課題 a - 下の記録から、文字列「flower」を含む行を一つ残らず書き写して返してください。

提示された文章 -
========================
最近の脱税事件の判決をみていると、消費税の不正還付案件が多いようです。
注目度の高いものでは、「保険の窓口」の案件がありましたが、類似の案件が続々地裁に上がってきています。
おそらく、東京局管轄で2年前くらいに重点的に消費税不正還付に関する強制調査が入ったのだと思われます。
自動販売機の設置による消費税の還付スキーム(注1)が税制改正により使えなくなったのが平成22年ですので、その後、同スキームを使用していた納税者を平成23年、平成24年中に重点調査対象として所轄税務署が動き、悪質かつ、金額の大きい案件が査察に上がり、今の段階で判決という時間軸でしょうか。

 

注1)自動販売機の設置による消費税の還付スキーム
マンションの建設や購入の際に、消費税課税事業者届を提出して課税事業者となることで以下の金額を還付申告するスキームです。
【自動販売機による課税収入に係る消費税額(数千円) - マンション購入・建設の課税仕入れに係る消費税額(数千万円) = 還付消費税額(▲数千万円)】

 

この消費税の還付スキームは、上記した通り、平成22年税制改正により利用できなくなりましたが、 その後も、税制改正の不備(課税事業者を選択して3年目にマンションを購入して還付申告すれば還付可能)をついて還付申告をクライアントに進めている税理士もいるようです。
========================
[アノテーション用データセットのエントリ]
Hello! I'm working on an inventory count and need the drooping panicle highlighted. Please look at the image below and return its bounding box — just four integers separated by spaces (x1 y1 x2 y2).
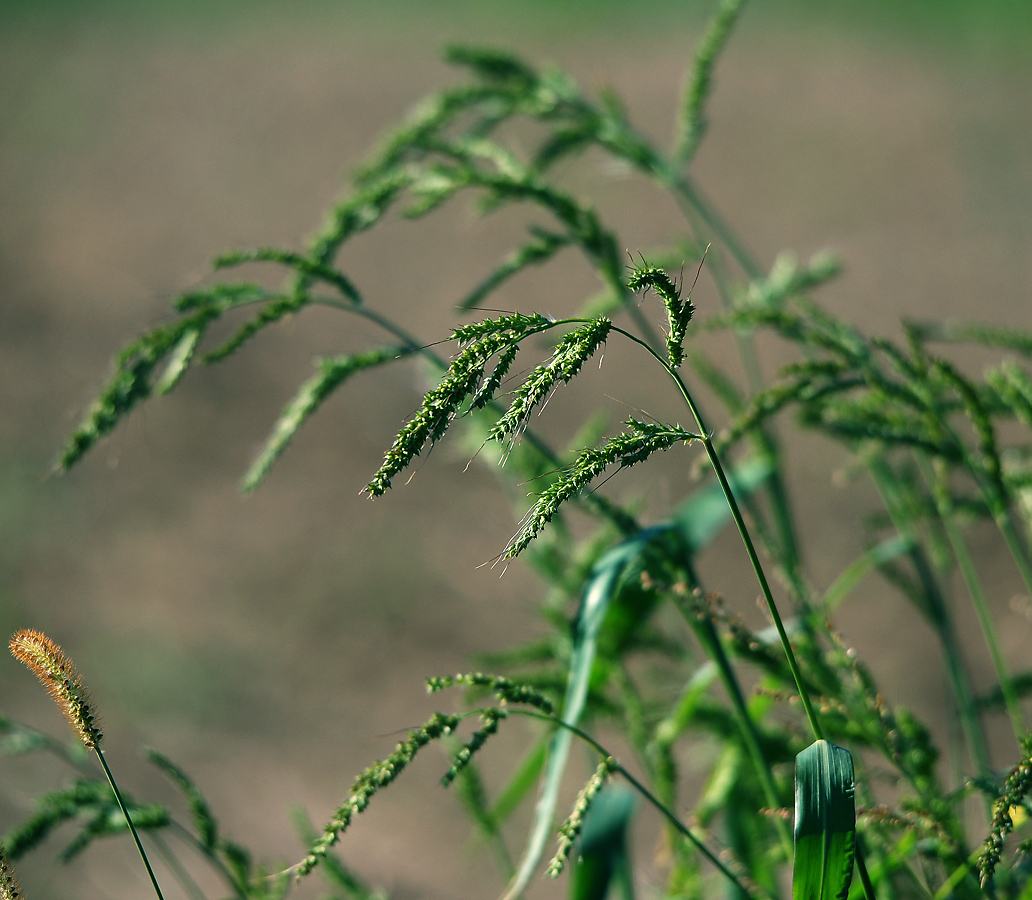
10 629 102 750
548 757 616 878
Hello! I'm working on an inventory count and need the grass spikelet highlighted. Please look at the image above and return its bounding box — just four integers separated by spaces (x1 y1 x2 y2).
10 629 103 750
241 347 406 491
441 709 509 788
978 736 1032 888
0 844 22 900
458 227 573 310
502 418 699 559
297 712 459 879
426 672 555 715
627 256 693 368
547 757 616 878
489 316 612 441
675 0 745 163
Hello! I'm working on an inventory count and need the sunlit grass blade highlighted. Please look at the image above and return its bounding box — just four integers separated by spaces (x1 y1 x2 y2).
505 528 656 900
792 741 857 900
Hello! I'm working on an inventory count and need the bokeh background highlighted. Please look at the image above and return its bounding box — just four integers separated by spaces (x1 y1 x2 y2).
0 0 1032 900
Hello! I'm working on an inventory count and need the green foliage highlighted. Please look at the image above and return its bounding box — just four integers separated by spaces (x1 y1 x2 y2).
792 741 857 900
12 0 1032 900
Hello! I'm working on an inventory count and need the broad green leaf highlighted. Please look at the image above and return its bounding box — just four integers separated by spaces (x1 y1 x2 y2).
491 738 548 824
504 526 667 900
792 741 857 900
570 784 635 900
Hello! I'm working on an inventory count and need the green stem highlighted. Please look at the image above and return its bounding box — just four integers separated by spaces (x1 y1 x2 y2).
678 590 793 860
151 834 206 900
613 325 824 741
96 746 165 900
918 459 1028 741
511 709 771 900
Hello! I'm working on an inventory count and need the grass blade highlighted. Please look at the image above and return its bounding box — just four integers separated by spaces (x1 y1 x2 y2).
504 526 666 900
792 741 857 900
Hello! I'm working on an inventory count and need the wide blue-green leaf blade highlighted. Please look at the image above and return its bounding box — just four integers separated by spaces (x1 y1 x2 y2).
568 784 635 900
792 741 857 900
503 525 668 900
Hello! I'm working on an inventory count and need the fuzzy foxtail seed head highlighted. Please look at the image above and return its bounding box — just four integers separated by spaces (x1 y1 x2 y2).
10 629 102 750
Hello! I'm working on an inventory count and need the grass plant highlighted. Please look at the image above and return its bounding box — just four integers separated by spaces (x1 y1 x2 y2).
0 0 1032 900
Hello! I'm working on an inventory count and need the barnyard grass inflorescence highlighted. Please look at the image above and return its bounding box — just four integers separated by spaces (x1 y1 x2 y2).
502 418 699 559
978 735 1032 888
548 757 616 878
426 672 555 715
0 845 23 900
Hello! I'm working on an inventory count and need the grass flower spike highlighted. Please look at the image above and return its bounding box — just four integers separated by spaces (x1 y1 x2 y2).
========================
課題 b - 上にある消費税の不正還付についての文章を、最後の文の後から書き継いでください。

正解 a -
Hello! I'm working on an inventory count and need the grass flower spike highlighted. Please look at the image above and return its bounding box — just four integers separated by spaces (x1 y1 x2 y2).

正解 b -
正直に言って、そのようなことを安易に進める税理士は信用してはいけません。
そのスキームにより消費税の還付申告を行うには、その還付申告に「隠ぺい・仮装」がないことを反証するのに相当な労力とリスクが伴います。
つまり、課税事業者の選択をしてから3年目にマンションの購入、建設を行った税務目的以外の明確な経済合理性がなければ、このスキームを使用してはいけないのです。
今後、消費税が10%に上がって、このスキームによる節税策にも、さらに当局の厳しい目が向けられることになります。
マンション購入、建設に係る消費税の還付金額(数千万円)程度で、その後の生活(任意調査 → 強制調査 → 告発 → 裁判 → 罰金 → マスコミ報道 → 社会的制裁)に多大な影響与えるような税務リスクはとってはいけません。